**WORK INSTRUCTIONS**
Tally the lines of the material below that contain the string "shirt", treating uppercase and lowercase as different, and reply with the number alone.

**SUPPLIED MATERIAL**

====

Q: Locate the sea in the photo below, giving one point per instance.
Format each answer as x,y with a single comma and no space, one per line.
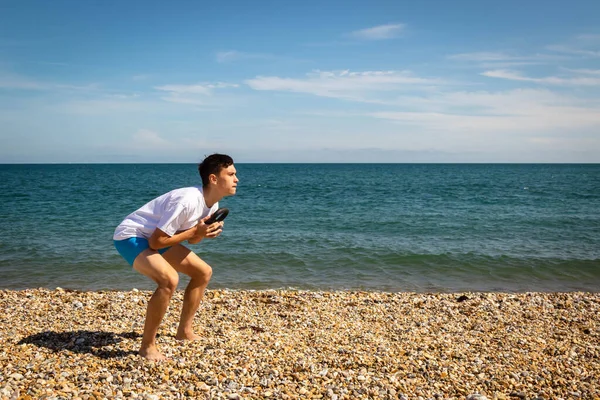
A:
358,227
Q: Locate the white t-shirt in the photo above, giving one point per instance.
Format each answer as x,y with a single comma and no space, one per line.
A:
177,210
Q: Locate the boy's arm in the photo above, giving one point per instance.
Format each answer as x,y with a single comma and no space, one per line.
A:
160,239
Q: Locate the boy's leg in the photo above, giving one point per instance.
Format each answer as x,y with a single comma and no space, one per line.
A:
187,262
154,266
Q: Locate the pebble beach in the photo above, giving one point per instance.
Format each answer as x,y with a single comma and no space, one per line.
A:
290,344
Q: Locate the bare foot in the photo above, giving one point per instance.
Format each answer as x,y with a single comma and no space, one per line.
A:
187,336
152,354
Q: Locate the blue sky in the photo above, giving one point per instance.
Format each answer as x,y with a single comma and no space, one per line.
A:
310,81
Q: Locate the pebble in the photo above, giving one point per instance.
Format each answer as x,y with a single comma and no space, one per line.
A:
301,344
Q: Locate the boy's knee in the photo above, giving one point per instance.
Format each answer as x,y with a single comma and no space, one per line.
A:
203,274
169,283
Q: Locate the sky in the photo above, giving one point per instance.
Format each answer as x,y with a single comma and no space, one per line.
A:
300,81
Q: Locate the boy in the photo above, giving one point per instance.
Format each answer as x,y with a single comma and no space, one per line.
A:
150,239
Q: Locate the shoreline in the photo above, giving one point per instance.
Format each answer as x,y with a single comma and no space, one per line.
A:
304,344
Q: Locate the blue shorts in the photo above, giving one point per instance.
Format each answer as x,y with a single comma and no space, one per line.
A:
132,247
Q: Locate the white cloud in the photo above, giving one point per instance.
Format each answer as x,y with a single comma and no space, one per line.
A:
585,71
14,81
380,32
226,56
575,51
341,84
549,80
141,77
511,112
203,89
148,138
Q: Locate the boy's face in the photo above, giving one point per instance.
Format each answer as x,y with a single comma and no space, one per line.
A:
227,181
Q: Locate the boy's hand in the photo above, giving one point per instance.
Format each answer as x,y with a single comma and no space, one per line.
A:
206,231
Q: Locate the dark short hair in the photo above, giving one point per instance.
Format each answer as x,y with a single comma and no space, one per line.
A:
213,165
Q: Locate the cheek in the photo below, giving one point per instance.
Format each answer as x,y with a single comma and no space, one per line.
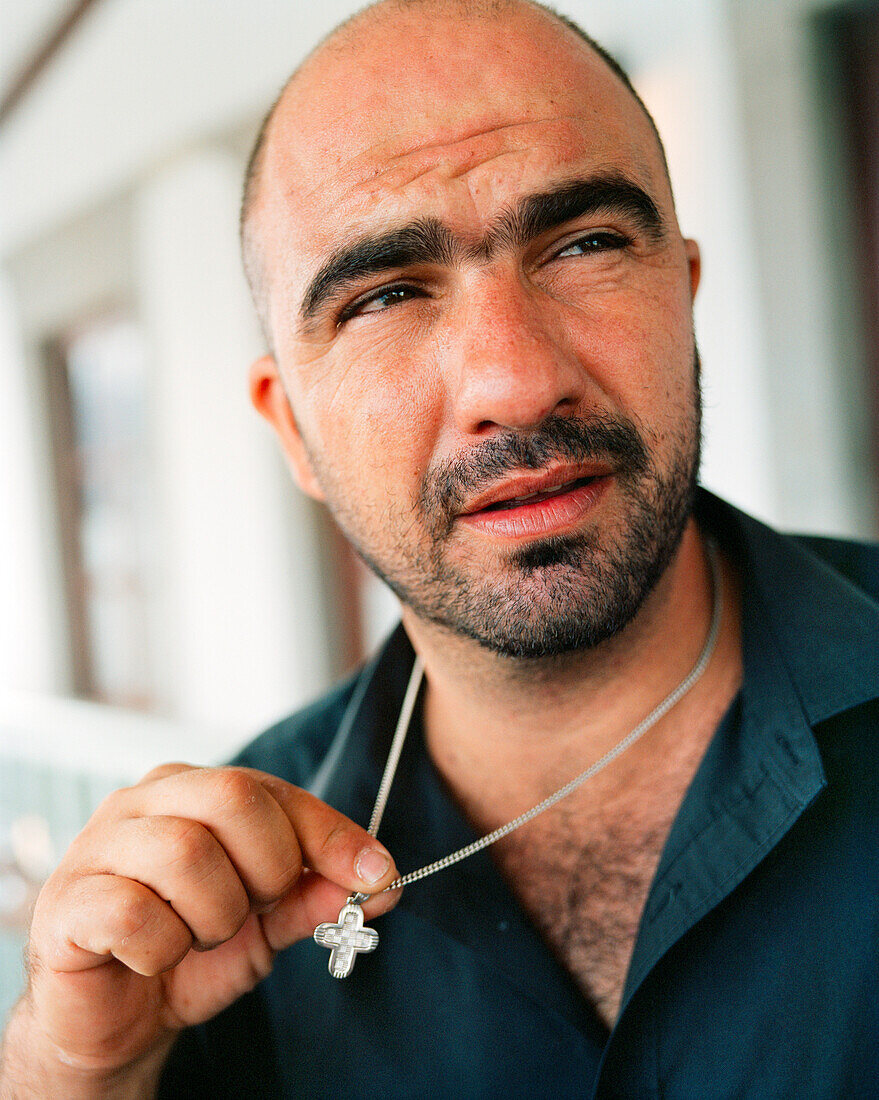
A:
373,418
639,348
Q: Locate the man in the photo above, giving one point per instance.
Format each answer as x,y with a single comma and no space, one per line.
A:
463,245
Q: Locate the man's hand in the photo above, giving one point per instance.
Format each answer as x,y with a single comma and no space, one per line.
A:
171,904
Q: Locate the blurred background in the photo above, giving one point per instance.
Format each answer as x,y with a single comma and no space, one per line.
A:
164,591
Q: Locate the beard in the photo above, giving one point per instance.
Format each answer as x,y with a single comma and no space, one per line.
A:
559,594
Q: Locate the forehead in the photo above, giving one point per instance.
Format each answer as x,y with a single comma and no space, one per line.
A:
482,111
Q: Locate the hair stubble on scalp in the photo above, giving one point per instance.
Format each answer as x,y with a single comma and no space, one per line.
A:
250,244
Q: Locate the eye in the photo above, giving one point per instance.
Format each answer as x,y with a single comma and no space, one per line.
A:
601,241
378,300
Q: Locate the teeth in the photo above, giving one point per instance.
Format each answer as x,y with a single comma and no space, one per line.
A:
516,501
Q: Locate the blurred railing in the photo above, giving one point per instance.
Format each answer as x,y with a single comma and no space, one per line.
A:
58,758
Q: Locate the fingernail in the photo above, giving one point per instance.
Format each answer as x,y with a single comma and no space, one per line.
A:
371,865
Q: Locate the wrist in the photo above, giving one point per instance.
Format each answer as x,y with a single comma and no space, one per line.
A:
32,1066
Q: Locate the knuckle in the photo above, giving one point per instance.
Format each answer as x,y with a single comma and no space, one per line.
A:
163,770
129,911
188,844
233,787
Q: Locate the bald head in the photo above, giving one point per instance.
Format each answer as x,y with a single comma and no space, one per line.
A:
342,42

====

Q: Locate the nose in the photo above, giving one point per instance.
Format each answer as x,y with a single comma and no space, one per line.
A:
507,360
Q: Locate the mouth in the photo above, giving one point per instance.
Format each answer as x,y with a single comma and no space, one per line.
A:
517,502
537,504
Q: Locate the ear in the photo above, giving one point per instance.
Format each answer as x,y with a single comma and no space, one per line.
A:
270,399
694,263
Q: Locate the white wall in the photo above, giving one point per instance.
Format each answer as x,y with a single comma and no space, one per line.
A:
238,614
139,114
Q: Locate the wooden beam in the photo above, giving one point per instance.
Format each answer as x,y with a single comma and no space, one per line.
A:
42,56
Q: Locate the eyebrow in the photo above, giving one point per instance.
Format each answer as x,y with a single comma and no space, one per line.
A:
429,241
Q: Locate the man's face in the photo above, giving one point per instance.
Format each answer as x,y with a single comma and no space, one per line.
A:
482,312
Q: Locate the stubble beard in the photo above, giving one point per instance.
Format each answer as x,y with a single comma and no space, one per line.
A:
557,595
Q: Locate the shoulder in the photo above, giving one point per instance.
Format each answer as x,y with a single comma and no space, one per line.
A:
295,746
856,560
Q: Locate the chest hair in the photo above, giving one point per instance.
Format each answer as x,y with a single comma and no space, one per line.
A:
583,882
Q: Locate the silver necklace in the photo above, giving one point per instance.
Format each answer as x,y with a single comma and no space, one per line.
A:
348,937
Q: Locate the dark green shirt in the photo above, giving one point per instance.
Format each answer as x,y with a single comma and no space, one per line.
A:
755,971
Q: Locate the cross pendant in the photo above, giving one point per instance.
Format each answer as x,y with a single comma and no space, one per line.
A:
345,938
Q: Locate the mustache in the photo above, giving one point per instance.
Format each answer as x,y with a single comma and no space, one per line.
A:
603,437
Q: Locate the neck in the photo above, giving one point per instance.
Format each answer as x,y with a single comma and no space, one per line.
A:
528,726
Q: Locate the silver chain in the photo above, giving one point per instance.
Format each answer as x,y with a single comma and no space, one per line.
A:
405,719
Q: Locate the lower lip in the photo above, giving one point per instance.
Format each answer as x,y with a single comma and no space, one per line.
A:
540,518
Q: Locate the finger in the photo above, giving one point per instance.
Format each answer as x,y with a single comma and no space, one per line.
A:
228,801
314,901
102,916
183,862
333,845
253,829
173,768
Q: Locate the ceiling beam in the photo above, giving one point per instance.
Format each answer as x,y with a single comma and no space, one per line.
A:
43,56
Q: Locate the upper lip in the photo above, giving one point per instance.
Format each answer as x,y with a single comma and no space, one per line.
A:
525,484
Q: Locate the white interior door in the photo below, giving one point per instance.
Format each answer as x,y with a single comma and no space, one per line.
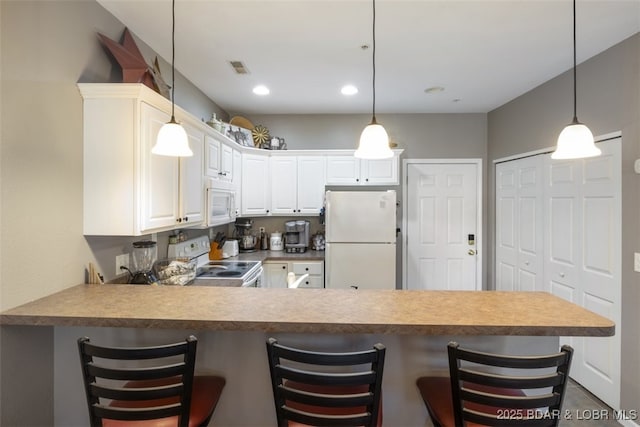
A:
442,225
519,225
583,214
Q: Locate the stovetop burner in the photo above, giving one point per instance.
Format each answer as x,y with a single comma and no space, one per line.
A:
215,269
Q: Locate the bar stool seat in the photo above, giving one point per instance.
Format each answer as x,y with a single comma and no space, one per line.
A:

====

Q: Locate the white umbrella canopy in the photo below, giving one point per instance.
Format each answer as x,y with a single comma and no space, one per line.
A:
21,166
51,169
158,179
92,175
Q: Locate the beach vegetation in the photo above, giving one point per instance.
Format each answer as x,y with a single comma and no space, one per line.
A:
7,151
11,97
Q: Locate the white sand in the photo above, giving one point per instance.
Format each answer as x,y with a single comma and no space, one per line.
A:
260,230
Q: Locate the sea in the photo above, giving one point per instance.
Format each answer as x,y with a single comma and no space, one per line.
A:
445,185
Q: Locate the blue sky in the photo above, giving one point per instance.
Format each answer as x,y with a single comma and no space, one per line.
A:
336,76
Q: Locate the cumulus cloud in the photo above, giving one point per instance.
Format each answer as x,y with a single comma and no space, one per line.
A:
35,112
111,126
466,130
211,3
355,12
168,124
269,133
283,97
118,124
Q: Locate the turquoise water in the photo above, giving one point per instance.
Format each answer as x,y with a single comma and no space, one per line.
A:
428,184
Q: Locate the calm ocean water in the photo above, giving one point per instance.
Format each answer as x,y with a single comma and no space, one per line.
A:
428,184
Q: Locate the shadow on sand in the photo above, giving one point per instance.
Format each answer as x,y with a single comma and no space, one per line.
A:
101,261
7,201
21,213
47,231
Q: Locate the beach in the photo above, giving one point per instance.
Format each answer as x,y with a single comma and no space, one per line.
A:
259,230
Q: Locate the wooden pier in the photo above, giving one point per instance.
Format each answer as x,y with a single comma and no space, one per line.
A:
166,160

====

**WRITTEN SOLUTION**
2